Go through the listing and copy every line word for word.

── RECORDS FOR THE EXERCISE

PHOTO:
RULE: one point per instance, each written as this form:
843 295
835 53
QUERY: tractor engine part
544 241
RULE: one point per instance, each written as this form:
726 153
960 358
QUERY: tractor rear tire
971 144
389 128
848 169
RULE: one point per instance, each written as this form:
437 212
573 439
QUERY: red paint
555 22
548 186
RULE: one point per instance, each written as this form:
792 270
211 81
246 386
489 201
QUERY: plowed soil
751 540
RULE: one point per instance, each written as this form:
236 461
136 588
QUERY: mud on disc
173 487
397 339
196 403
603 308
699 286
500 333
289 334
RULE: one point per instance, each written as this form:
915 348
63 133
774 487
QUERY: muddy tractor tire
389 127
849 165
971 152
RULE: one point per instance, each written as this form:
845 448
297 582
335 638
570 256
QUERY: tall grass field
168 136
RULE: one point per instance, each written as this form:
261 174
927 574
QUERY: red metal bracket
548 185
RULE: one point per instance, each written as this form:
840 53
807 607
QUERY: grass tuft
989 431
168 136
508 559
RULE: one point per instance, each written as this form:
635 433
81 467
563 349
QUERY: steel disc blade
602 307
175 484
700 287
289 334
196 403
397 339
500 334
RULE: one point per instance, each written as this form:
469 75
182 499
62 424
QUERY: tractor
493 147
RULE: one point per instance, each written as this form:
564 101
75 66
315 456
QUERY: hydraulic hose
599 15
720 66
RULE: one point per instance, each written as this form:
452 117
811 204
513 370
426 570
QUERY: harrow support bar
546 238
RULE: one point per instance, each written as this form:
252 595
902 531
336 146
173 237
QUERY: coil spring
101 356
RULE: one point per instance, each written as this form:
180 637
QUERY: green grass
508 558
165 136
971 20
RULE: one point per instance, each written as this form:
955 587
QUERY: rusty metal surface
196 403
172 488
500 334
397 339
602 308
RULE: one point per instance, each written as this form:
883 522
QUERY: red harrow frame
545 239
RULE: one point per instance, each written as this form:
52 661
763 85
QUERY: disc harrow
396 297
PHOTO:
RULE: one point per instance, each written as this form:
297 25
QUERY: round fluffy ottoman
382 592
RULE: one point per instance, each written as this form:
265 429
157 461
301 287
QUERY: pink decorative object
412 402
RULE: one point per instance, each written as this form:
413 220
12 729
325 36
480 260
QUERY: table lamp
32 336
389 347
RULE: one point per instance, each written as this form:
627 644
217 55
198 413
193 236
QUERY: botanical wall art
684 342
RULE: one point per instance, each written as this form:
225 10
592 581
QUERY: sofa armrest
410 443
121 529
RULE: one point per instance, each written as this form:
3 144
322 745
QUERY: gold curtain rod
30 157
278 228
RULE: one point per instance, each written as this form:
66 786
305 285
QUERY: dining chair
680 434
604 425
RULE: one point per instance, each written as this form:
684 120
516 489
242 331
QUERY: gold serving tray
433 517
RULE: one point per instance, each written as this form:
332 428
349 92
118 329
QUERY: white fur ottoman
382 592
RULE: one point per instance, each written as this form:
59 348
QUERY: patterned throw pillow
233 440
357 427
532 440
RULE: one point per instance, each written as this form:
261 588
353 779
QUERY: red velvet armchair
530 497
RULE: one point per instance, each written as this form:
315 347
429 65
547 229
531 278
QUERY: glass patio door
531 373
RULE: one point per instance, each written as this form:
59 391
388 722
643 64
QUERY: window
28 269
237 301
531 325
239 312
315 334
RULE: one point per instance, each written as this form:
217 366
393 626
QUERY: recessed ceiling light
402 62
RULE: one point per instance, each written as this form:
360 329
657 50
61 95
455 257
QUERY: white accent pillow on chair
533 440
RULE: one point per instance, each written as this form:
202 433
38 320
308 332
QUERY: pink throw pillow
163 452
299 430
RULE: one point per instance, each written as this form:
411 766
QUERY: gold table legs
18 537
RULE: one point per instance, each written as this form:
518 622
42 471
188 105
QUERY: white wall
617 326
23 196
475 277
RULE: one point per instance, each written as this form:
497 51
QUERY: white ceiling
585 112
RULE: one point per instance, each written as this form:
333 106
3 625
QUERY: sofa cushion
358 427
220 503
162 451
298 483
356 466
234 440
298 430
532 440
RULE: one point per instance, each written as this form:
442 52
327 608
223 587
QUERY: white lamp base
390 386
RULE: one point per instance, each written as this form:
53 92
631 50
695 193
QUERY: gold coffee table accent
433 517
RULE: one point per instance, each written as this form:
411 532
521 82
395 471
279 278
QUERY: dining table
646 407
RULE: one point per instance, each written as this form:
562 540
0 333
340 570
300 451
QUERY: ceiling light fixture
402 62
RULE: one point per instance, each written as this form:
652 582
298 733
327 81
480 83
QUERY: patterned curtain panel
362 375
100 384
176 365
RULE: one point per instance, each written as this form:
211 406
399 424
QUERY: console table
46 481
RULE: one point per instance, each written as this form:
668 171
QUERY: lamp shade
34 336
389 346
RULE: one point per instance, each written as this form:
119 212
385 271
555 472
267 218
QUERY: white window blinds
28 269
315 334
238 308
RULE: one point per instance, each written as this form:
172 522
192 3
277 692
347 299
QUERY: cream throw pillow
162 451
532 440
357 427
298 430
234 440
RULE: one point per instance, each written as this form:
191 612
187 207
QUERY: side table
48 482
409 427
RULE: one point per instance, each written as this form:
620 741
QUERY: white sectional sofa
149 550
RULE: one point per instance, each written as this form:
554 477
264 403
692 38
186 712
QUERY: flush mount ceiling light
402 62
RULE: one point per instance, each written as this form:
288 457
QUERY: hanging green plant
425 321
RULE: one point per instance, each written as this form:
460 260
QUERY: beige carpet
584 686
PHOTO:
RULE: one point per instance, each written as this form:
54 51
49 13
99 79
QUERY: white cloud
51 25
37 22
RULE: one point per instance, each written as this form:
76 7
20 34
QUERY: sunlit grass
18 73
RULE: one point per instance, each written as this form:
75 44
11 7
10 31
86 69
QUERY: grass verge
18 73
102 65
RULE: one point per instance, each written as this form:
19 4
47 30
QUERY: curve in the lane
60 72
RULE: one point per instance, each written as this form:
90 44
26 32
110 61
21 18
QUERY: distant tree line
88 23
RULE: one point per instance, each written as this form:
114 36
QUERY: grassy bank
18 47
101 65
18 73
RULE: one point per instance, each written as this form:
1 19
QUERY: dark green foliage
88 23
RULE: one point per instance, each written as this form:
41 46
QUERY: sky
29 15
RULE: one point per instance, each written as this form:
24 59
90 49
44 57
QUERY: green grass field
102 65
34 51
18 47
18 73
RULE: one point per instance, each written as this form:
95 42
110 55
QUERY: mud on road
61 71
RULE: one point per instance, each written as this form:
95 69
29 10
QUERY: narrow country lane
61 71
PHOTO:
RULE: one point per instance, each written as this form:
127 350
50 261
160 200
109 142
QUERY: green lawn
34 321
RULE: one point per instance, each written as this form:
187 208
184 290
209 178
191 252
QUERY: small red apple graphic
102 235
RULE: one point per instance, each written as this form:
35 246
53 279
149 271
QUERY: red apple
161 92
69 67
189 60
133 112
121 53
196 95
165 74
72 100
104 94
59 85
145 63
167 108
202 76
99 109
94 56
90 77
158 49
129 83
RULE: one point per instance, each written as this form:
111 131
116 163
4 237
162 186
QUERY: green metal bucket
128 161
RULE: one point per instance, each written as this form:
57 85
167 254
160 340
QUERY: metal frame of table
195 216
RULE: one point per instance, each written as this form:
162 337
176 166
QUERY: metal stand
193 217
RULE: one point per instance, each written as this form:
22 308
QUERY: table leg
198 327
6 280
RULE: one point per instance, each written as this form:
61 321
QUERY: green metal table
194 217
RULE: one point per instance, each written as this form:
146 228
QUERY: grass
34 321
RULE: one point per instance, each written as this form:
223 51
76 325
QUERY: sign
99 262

────

**WRITTEN RESPONSE**
PHOTO:
RULE: one point per instance, each written as this form:
843 295
835 53
QUERY: tractor engine part
544 241
RULE: one point per instance, each written as this form:
726 153
960 358
QUERY: tractor rear tire
971 144
389 128
848 169
RULE: one point per instance, each written as this form:
437 212
573 439
QUERY: red paint
555 22
548 186
RULE: one point per instance, each written as this form:
792 270
211 81
246 386
489 201
QUERY: plowed soil
751 540
RULE: one point per instance, each written as this form:
236 461
136 588
QUERY: mud on disc
173 487
397 339
196 403
603 308
699 286
500 333
289 334
RULE: one point per instance, each written as this form:
915 348
63 133
774 487
QUERY: muddy tractor tire
389 127
849 165
971 152
RULE: one point per instance, each written as this form:
845 448
297 582
335 638
570 256
QUERY: tall grass field
168 136
RULE: one point per instance, each written as this form:
261 174
927 574
QUERY: red metal bracket
548 185
RULE: one point per instance, each written as this form:
840 53
807 607
QUERY: grass tuft
989 431
168 136
508 559
RULE: one point per instance, each written as this form:
635 433
81 467
563 349
QUERY: steel disc blade
602 307
175 484
700 287
289 334
196 403
397 339
500 334
RULE: one point per instance, each written as this form:
469 75
182 499
62 424
QUERY: tractor
493 147
RULE: one point per instance, each written as this form:
564 101
75 66
315 456
QUERY: hydraulic hose
599 15
720 66
RULE: one point per instance, each written as this form:
452 117
811 204
513 370
426 570
QUERY: harrow support bar
546 238
RULE: one point per instance, each written as this form:
252 595
902 531
336 146
173 237
QUERY: coil spring
101 356
RULE: one point per instance, each written as this form:
180 637
QUERY: green grass
508 558
165 136
971 20
RULE: one point per instance, each written as this form:
955 587
QUERY: rusty metal surface
196 403
172 488
500 334
397 339
602 308
RULE: one point per instance, each written as this form:
883 522
QUERY: red harrow frame
545 239
RULE: one point per instance, each written as this form:
52 661
763 85
QUERY: disc harrow
396 297
PHOTO:
RULE: one point per instance, each written as this form:
297 25
QUERY: round fluffy ottoman
382 592
RULE: one point per instance, each written as this form:
265 429
157 461
301 287
QUERY: pink decorative object
412 402
RULE: one point per instance, each written as this form:
413 220
12 729
325 36
480 260
QUERY: table lamp
32 336
389 347
RULE: one point per instance, each written as this form:
627 644
217 55
198 413
193 236
QUERY: botanical wall art
684 342
RULE: one point per instance, each written as this form:
225 10
592 581
QUERY: sofa armrest
410 443
121 529
RULE: one point per instance, each written as this form:
3 144
322 745
QUERY: gold curtain rod
30 157
278 228
RULE: one point per instance, each written as this form:
66 786
305 285
QUERY: dining chair
680 434
604 425
RULE: one point per instance, each written as this form:
684 120
516 489
242 331
QUERY: gold serving tray
433 517
RULE: one point per instance, each written as this form:
332 428
349 92
118 329
QUERY: white fur ottoman
382 592
RULE: one point per instance, each written as this form:
59 348
QUERY: patterned throw pillow
233 440
357 427
532 440
RULE: one point per instance, each written as this form:
261 588
353 779
QUERY: red velvet armchair
530 497
RULE: one point per instance, each written as this form:
315 347
429 65
547 229
531 278
QUERY: glass patio door
531 373
RULE: one point per instance, each written as this form:
59 391
388 722
643 64
QUERY: window
28 269
237 301
531 325
239 312
315 334
RULE: one point per instance, each written as this form:
217 366
393 626
QUERY: recessed ceiling light
402 62
RULE: one point per instance, each written as this form:
360 329
657 50
61 95
455 257
QUERY: white accent pillow on chair
533 440
RULE: one point per instance, each written as this form:
202 433
38 320
308 332
QUERY: pink throw pillow
163 452
299 430
RULE: one point per instance, each written as this form:
411 766
QUERY: gold table legs
18 537
RULE: one point per instance, each written as this form:
518 622
42 471
188 105
QUERY: white wall
617 326
23 196
475 277
RULE: one point per instance, each written as this form:
497 51
QUERY: white ceiling
585 112
RULE: one point per instance, each written as this form:
333 106
3 625
QUERY: sofa cushion
358 427
220 503
162 451
298 483
356 466
234 440
298 430
532 440
RULE: one point per instance, each written as this form:
442 52
327 608
223 587
QUERY: white lamp base
390 386
RULE: one point per instance, each written as this form:
53 92
631 50
695 193
QUERY: gold coffee table accent
433 517
RULE: one point per instance, each written as this form:
411 532
521 82
395 471
279 278
QUERY: dining table
646 407
RULE: one point per instance, each written as this form:
562 540
0 333
340 570
300 451
QUERY: ceiling light fixture
402 62
RULE: one point per instance, each written as this form:
652 582
298 733
327 81
480 83
QUERY: patterned curtain panel
362 375
100 384
176 365
RULE: one point per instance, each written as this form:
211 406
399 424
QUERY: console table
46 481
RULE: one point per instance, each written as this form:
668 171
QUERY: lamp shade
34 336
389 346
RULE: one point per instance, each written as this form:
119 212
385 271
555 472
267 218
QUERY: white window blinds
28 269
315 334
238 308
RULE: one point per instance, each written as this form:
172 522
192 3
277 692
347 299
QUERY: cream throw pillow
162 451
532 440
357 427
298 430
234 440
RULE: one point per instance, each written as this form:
191 612
187 207
QUERY: side table
48 482
409 427
RULE: one point per instance, each written as this form:
620 741
QUERY: white sectional sofa
149 550
RULE: one point per instance, each written as this form:
554 477
264 403
692 38
186 712
QUERY: flush mount ceiling light
402 62
RULE: one point per instance, each written as this form:
288 457
QUERY: hanging green plant
425 321
RULE: one point per instance, each written as this form:
460 260
QUERY: beige carpet
584 686
PHOTO:
RULE: one point per instance, each written as this form:
54 51
49 13
99 79
QUERY: white cloud
51 25
37 22
RULE: one point per instance, each written as this form:
76 7
20 34
QUERY: sunlit grass
18 73
RULE: one point per instance, each written as this form:
75 44
11 7
10 31
86 69
QUERY: grass verge
18 73
102 65
RULE: one point per instance, each written as this form:
19 4
47 30
QUERY: curve in the lane
60 72
RULE: one point per instance, each written as this form:
90 44
26 32
110 61
21 18
QUERY: distant tree line
88 23
RULE: one point per instance, each written as this form:
114 36
QUERY: grassy bank
18 47
101 65
18 73
RULE: one point per instance, each written as this form:
1 19
QUERY: dark green foliage
88 23
RULE: one point per instance, each written as this form:
41 46
QUERY: sky
29 15
RULE: one point per instance, each written as this form:
24 59
90 49
44 57
QUERY: green grass field
102 65
34 51
18 47
18 73
RULE: one point per instance, each written as this form:
95 42
110 55
QUERY: mud on road
61 71
RULE: one point per instance, each written as this form:
95 69
29 10
QUERY: narrow country lane
61 71
PHOTO:
RULE: one point per instance, each written as this form:
127 350
50 261
160 200
109 142
QUERY: green lawn
34 321
RULE: one point per instance, each written as this form:
187 208
184 290
209 178
191 252
QUERY: small red apple graphic
102 235
RULE: one point per instance, each written as this form:
35 246
53 279
149 271
QUERY: red apple
161 92
69 67
189 60
133 112
121 53
196 95
165 74
72 100
104 94
59 85
145 63
167 108
202 76
99 109
94 56
90 77
158 49
129 83
RULE: one point per instance, each written as this form:
111 131
116 163
4 237
162 186
QUERY: green metal bucket
128 161
RULE: one point per instance, each written as this form:
57 85
167 254
160 340
QUERY: metal frame of table
195 216
RULE: one point per instance, each written as this form:
162 337
176 166
QUERY: metal stand
193 217
RULE: one point per instance, each written as this form:
22 308
QUERY: table leg
198 327
6 280
RULE: one point per instance, each written as this form:
61 321
QUERY: green metal table
194 217
RULE: one point per instance, each written as this form:
146 228
QUERY: grass
34 321
RULE: one point per instance, each written as this form:
223 51
76 325
QUERY: sign
99 262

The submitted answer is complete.